**EXERCISE DIRECTIONS**. The records below are to be returned exactly as written, minus their pictures.
__________
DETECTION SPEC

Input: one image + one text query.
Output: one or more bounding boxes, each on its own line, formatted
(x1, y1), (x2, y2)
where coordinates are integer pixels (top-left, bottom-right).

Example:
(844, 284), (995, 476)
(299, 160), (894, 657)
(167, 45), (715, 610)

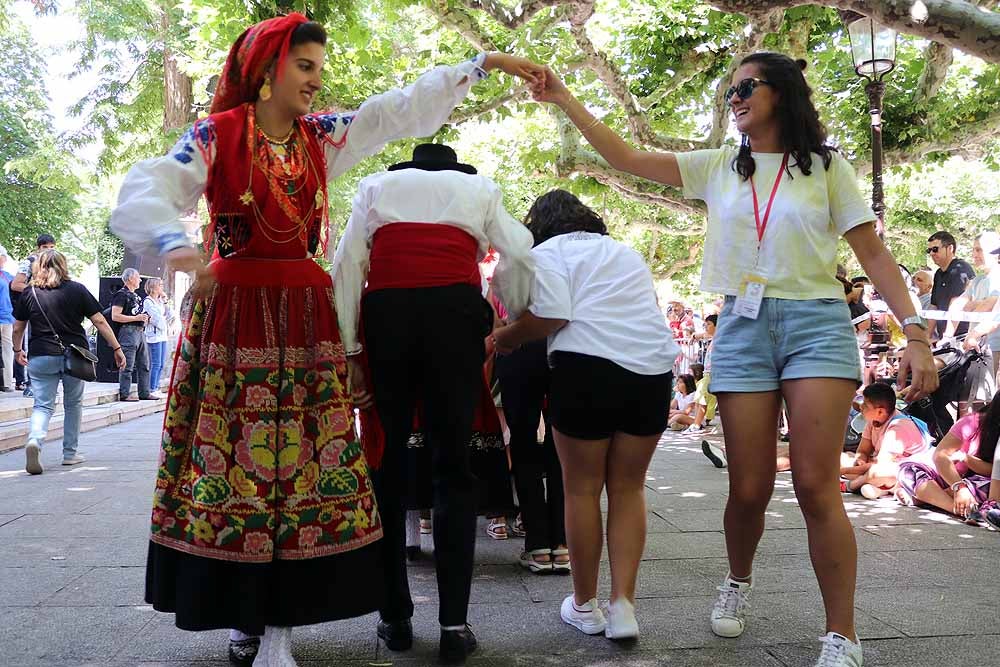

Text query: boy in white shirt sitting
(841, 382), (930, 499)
__________
**PROBLEM SOLUTION**.
DETECTION SPEC

Input: one image + one text query.
Output: one or more bounding boxes, each on its own line, formatted
(x1, y1), (x2, y2)
where coordinates are integer pixels (top-left, bottom-right).

Example:
(844, 284), (995, 476)
(299, 160), (894, 657)
(167, 45), (715, 610)


Text query: boy in white shirt sitting
(841, 382), (930, 499)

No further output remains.